STATED PROBLEM: In the listing below, swap "outline" for "contour" wherever it occurs, and reproduce every line otherwise unchanged.

--- --- ---

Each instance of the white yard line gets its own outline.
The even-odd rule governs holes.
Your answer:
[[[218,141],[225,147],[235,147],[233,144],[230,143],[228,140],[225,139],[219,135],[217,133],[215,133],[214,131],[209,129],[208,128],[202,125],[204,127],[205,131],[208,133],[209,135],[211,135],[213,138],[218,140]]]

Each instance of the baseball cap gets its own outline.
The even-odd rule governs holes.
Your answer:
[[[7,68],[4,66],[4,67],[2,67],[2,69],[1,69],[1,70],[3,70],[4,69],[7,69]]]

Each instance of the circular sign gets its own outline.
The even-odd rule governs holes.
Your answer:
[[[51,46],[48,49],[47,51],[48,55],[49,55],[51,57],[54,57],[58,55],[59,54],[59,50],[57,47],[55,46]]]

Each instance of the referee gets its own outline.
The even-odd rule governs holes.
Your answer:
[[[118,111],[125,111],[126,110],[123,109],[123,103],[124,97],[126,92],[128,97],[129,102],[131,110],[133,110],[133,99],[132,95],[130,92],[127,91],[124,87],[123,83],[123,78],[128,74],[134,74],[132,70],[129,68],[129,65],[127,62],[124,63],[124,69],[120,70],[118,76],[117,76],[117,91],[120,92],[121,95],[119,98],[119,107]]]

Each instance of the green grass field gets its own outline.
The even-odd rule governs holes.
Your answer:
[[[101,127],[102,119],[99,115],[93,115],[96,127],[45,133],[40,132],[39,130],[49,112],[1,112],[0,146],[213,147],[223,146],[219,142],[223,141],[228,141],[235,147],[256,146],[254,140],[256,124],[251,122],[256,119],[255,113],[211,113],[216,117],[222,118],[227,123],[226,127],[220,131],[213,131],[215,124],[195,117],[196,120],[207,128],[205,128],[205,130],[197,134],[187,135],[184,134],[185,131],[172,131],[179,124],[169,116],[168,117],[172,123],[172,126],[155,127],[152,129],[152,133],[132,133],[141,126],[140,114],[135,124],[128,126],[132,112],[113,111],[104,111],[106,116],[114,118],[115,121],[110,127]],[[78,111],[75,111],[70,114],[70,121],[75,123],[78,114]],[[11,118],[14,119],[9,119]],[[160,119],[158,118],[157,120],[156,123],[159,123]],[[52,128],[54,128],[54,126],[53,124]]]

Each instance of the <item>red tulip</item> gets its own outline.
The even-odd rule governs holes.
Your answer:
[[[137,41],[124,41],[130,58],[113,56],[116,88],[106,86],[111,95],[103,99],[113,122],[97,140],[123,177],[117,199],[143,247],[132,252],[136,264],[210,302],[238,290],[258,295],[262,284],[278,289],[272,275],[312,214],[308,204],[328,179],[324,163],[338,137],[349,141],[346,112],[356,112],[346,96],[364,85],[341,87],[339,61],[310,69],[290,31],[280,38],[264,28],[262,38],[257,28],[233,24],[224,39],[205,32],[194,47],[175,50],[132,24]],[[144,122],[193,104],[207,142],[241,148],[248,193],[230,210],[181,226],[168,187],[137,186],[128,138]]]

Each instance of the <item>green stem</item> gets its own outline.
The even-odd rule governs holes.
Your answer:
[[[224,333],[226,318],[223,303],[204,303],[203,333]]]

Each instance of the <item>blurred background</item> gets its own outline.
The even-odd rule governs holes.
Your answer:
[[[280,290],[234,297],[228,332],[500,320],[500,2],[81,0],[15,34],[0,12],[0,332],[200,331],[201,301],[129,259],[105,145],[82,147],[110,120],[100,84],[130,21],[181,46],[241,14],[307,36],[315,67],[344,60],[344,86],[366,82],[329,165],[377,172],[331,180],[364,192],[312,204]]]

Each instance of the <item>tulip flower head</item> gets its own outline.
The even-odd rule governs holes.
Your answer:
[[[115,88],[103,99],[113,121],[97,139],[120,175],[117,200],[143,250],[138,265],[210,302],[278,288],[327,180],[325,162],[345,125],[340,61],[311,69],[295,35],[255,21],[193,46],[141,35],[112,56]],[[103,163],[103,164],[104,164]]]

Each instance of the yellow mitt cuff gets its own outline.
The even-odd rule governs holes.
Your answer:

--- --- ---

COMPLETE OUTPUT:
Each instance of the white yard line gets its own contour.
The even-odd rule governs holes.
Your answer:
[[[218,141],[225,147],[235,147],[233,144],[230,143],[228,140],[225,139],[219,135],[217,133],[215,133],[214,131],[209,129],[208,128],[202,125],[204,127],[205,131],[208,133],[209,135],[211,135],[213,138],[218,140]]]

Each instance of the baseball cap gets its own contour.
The even-odd rule governs holes.
Your answer:
[[[7,68],[4,66],[4,67],[2,67],[2,69],[1,69],[1,70],[3,70],[4,69],[7,69]]]

Each instance of the circular sign gets its own contour.
The even-odd rule governs holes.
Your answer:
[[[51,46],[48,49],[47,51],[48,55],[49,55],[51,57],[54,57],[58,55],[59,54],[59,50],[57,47],[55,46]]]

Each instance of the referee gets its own contour.
The even-odd rule governs holes.
Your answer:
[[[118,111],[125,111],[126,110],[123,109],[123,103],[124,97],[126,92],[128,97],[129,102],[131,110],[133,110],[133,99],[132,95],[130,92],[127,91],[124,87],[123,83],[123,78],[128,74],[134,74],[132,70],[129,68],[129,65],[127,62],[124,63],[124,69],[120,70],[118,76],[117,76],[117,91],[120,92],[121,95],[119,98],[119,107]]]

Each instance of the green grass field gets its own contour.
The even-odd rule governs holes.
Your answer:
[[[101,127],[102,119],[99,115],[93,115],[96,127],[45,133],[40,132],[39,130],[49,112],[1,112],[0,146],[213,147],[223,146],[219,142],[223,141],[228,141],[235,147],[256,146],[254,140],[256,124],[251,122],[256,119],[255,113],[211,113],[216,117],[222,118],[227,123],[226,127],[220,131],[213,131],[215,124],[195,117],[196,120],[207,128],[205,128],[205,130],[197,134],[187,135],[184,134],[185,131],[172,131],[179,124],[169,116],[168,117],[172,123],[172,126],[155,127],[152,129],[152,133],[132,133],[141,126],[140,114],[135,124],[128,126],[132,112],[113,111],[104,111],[106,116],[114,118],[115,121],[110,127]],[[78,111],[75,111],[70,114],[70,121],[75,123],[78,114]],[[11,118],[14,119],[9,119]],[[160,119],[158,118],[157,120],[156,123],[159,123]],[[52,128],[54,128],[54,126],[53,124]]]

Each instance of the <item>red tulip</item> gets its own contour.
The even-odd rule governs holes.
Your answer:
[[[137,41],[124,41],[130,58],[113,56],[116,88],[106,86],[111,95],[103,99],[113,122],[97,140],[123,177],[117,199],[143,247],[132,252],[136,264],[210,302],[238,290],[258,295],[262,284],[278,289],[272,275],[312,214],[308,204],[328,179],[324,163],[338,137],[349,141],[346,112],[356,112],[346,96],[364,85],[341,87],[339,61],[310,69],[290,31],[280,38],[264,28],[262,38],[257,28],[233,24],[224,39],[205,32],[194,47],[175,50],[132,24]],[[144,122],[193,104],[207,142],[241,148],[248,193],[230,210],[181,226],[168,187],[137,186],[128,138]]]

Each instance of the <item>green stem</item> gets its own contour.
The even-odd rule governs holes.
Your answer:
[[[224,333],[226,318],[223,303],[204,303],[203,333]]]

Each instance of the <item>blurred background</item> gets its own contour.
The even-odd rule governs holes.
Your answer:
[[[280,290],[234,297],[228,332],[500,320],[500,2],[81,0],[15,34],[0,12],[0,332],[200,331],[201,301],[129,259],[105,145],[82,147],[110,120],[100,84],[130,21],[181,46],[241,14],[307,36],[315,67],[344,60],[344,86],[366,82],[329,165],[377,172],[331,180],[364,192],[312,204]]]

Each instance of the <item>tulip flower head</item> gets its own contour.
The even-odd rule governs holes.
Your answer:
[[[115,88],[103,99],[113,121],[97,139],[120,175],[117,200],[143,250],[138,265],[210,302],[278,288],[327,180],[325,162],[345,125],[340,61],[311,69],[295,35],[255,21],[193,46],[141,35],[112,56]],[[103,163],[103,164],[104,164]]]

Each instance of the yellow mitt cuff gets its own contour.
The even-odd rule governs holes.
Your answer:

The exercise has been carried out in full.